> [SET TASK]:
Return every line of the listing below with no changes.
##### DATASET EXTRACT
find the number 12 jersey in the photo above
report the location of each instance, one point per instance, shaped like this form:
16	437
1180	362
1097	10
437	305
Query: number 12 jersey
##########
> [RESULT OF THIS TASK]:
find the number 12 jersey in the photo above
report the location of each instance, one point per instance, shaped like this form:
16	437
1180	362
1097	10
437	305
Query: number 12 jersey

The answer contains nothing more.